#### Your instructions:
Filter the lines below, keeping only those that contain the string "jacket", and copy each kept line in full.

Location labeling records

>> begin

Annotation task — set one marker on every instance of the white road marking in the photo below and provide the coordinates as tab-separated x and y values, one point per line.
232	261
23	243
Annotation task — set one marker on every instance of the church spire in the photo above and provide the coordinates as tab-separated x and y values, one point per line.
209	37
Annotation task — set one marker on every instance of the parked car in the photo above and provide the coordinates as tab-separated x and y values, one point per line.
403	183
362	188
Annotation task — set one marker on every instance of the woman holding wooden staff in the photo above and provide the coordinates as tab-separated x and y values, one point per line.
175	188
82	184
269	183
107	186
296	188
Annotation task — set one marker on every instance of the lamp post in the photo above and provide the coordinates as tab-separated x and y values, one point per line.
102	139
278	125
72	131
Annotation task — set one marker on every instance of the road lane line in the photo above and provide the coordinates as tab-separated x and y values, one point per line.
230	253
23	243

>> end
>> begin

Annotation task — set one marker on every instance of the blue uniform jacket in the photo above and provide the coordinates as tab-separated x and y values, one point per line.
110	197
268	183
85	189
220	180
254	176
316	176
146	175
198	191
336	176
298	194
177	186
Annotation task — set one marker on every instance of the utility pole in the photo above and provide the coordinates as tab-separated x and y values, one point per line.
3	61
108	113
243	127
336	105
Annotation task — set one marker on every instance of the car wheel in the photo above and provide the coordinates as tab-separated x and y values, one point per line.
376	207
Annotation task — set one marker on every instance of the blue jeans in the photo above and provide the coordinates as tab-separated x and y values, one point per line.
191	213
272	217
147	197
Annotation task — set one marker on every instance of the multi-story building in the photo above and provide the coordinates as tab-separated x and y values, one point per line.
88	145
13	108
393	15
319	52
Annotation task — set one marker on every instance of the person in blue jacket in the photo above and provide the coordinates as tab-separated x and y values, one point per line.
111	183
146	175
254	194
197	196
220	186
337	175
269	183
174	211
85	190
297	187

>> end

#### Answer to this task:
Annotation task — set one marker on every instance of the blue uniform jacket in the photo above and provide the coordinates as tab-separated x and y values, one point per line.
Annotation task — set one marker on every instance of the person in blue jacket in the photo above and provide the coordinates as tab-separated x and y values, one point per line.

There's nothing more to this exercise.